Return each line of the data below that contains the string "every".

─── Supplied material ───

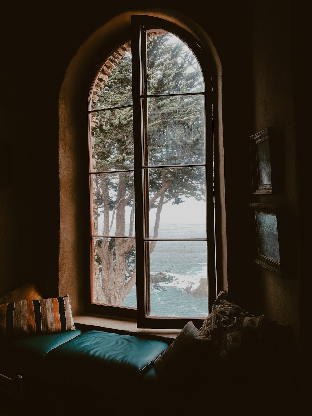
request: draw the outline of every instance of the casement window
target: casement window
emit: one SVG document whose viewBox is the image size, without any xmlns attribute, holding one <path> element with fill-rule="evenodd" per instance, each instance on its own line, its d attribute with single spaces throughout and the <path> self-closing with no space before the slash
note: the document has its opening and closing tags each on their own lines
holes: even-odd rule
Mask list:
<svg viewBox="0 0 312 416">
<path fill-rule="evenodd" d="M 85 310 L 139 327 L 200 324 L 216 275 L 205 50 L 179 27 L 140 15 L 104 58 L 88 111 Z"/>
</svg>

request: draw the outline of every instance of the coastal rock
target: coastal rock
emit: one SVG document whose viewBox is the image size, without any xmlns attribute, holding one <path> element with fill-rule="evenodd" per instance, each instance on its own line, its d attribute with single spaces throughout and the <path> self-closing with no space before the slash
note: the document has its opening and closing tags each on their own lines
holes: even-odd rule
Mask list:
<svg viewBox="0 0 312 416">
<path fill-rule="evenodd" d="M 205 298 L 208 297 L 208 281 L 207 277 L 202 277 L 199 281 L 199 284 L 194 289 L 192 289 L 192 285 L 186 287 L 185 292 L 189 295 L 196 297 Z"/>
</svg>

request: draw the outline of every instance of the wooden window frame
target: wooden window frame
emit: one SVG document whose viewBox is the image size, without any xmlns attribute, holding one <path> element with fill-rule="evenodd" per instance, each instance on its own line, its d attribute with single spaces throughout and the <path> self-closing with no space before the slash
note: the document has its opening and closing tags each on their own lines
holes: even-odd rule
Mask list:
<svg viewBox="0 0 312 416">
<path fill-rule="evenodd" d="M 190 47 L 199 62 L 205 82 L 205 92 L 203 93 L 205 97 L 205 157 L 204 166 L 206 170 L 206 204 L 207 238 L 198 239 L 207 241 L 207 262 L 208 275 L 208 302 L 209 312 L 211 310 L 212 305 L 216 295 L 216 265 L 215 253 L 215 213 L 214 207 L 214 187 L 213 186 L 215 178 L 214 174 L 214 146 L 213 109 L 214 94 L 213 91 L 212 77 L 207 63 L 207 57 L 205 56 L 204 48 L 201 45 L 198 40 L 186 30 L 166 20 L 150 16 L 136 15 L 131 17 L 131 40 L 132 62 L 132 96 L 133 114 L 134 129 L 134 183 L 135 192 L 136 212 L 136 309 L 128 307 L 118 307 L 108 305 L 96 304 L 92 302 L 92 294 L 93 282 L 92 274 L 91 273 L 91 284 L 90 285 L 90 270 L 93 267 L 93 252 L 90 249 L 92 247 L 92 218 L 91 206 L 92 198 L 89 199 L 89 243 L 88 251 L 90 253 L 85 268 L 84 310 L 85 312 L 99 314 L 109 317 L 122 317 L 126 319 L 136 319 L 138 328 L 176 328 L 181 329 L 189 321 L 192 320 L 194 324 L 199 327 L 202 324 L 203 319 L 201 318 L 171 318 L 166 317 L 150 317 L 147 315 L 148 305 L 147 305 L 146 294 L 148 283 L 147 281 L 147 253 L 145 253 L 144 245 L 145 242 L 148 242 L 153 239 L 145 238 L 145 227 L 146 226 L 146 218 L 144 217 L 144 211 L 147 209 L 148 201 L 144 201 L 144 191 L 147 190 L 148 184 L 144 172 L 148 168 L 144 165 L 143 151 L 144 137 L 145 126 L 144 121 L 144 114 L 143 102 L 147 98 L 146 93 L 146 77 L 144 61 L 144 53 L 146 55 L 146 42 L 144 50 L 142 49 L 142 34 L 146 33 L 146 30 L 151 29 L 160 28 L 172 33 L 181 38 Z M 146 35 L 145 35 L 145 36 Z M 108 58 L 110 55 L 108 55 Z M 142 59 L 142 56 L 143 58 Z M 144 80 L 145 79 L 145 82 Z M 93 84 L 92 84 L 93 85 Z M 91 99 L 90 94 L 89 99 Z M 164 94 L 167 95 L 167 94 Z M 178 96 L 178 94 L 176 94 Z M 89 111 L 91 112 L 91 111 Z M 89 125 L 89 134 L 91 134 L 91 126 Z M 207 139 L 208 138 L 208 139 Z M 90 150 L 90 148 L 89 148 Z M 141 156 L 138 156 L 140 155 Z M 90 157 L 90 156 L 89 156 Z M 181 165 L 184 166 L 184 165 Z M 193 165 L 196 167 L 198 165 Z M 92 175 L 89 173 L 89 185 L 92 189 Z M 209 178 L 209 180 L 208 179 Z M 215 183 L 215 187 L 216 184 Z M 142 192 L 138 190 L 141 189 Z M 210 209 L 209 209 L 209 207 Z M 138 219 L 142 219 L 141 221 Z M 86 221 L 86 223 L 87 221 Z M 187 240 L 187 239 L 183 239 Z M 85 238 L 85 241 L 86 238 Z M 87 245 L 85 247 L 87 250 Z M 87 254 L 86 255 L 87 258 Z M 89 267 L 89 272 L 87 270 Z M 146 278 L 145 276 L 146 276 Z"/>
</svg>

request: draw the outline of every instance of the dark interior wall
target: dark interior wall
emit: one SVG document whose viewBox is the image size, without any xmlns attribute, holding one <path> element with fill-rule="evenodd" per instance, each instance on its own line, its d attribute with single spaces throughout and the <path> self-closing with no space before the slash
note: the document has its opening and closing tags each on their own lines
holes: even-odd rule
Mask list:
<svg viewBox="0 0 312 416">
<path fill-rule="evenodd" d="M 145 2 L 135 4 L 146 7 Z M 171 0 L 157 4 L 165 10 L 176 7 Z M 297 167 L 300 161 L 292 69 L 296 24 L 289 4 L 200 1 L 191 8 L 179 4 L 178 11 L 208 33 L 222 66 L 229 290 L 255 312 L 291 324 L 299 340 L 300 234 L 297 226 L 301 213 Z M 70 280 L 66 277 L 70 270 L 61 274 L 59 289 L 59 265 L 62 268 L 67 261 L 66 253 L 59 258 L 60 238 L 66 239 L 73 227 L 79 236 L 81 227 L 76 212 L 69 228 L 60 232 L 61 86 L 83 43 L 127 6 L 119 2 L 118 10 L 106 4 L 103 10 L 91 7 L 86 12 L 70 2 L 61 6 L 51 4 L 44 10 L 40 5 L 15 2 L 14 7 L 7 6 L 2 26 L 6 58 L 1 66 L 1 140 L 12 144 L 13 171 L 10 186 L 0 188 L 0 293 L 33 280 L 48 297 L 58 295 L 59 290 L 60 295 L 65 290 L 71 295 L 81 284 L 77 267 Z M 249 136 L 269 126 L 275 127 L 278 134 L 280 191 L 272 198 L 255 197 Z M 78 151 L 75 157 L 79 157 Z M 79 198 L 77 179 L 72 191 Z M 66 196 L 63 197 L 64 203 Z M 247 208 L 250 202 L 286 206 L 292 248 L 290 279 L 284 280 L 251 261 Z M 73 247 L 71 250 L 74 251 Z M 81 258 L 80 255 L 75 255 Z"/>
</svg>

───

- Solved problem
request: draw the outline of every instance of the casement window
request: draw the outline of every instance of the coastal rock
request: draw the outline of every instance of the wooden window frame
request: draw the outline of every instance of the dark interior wall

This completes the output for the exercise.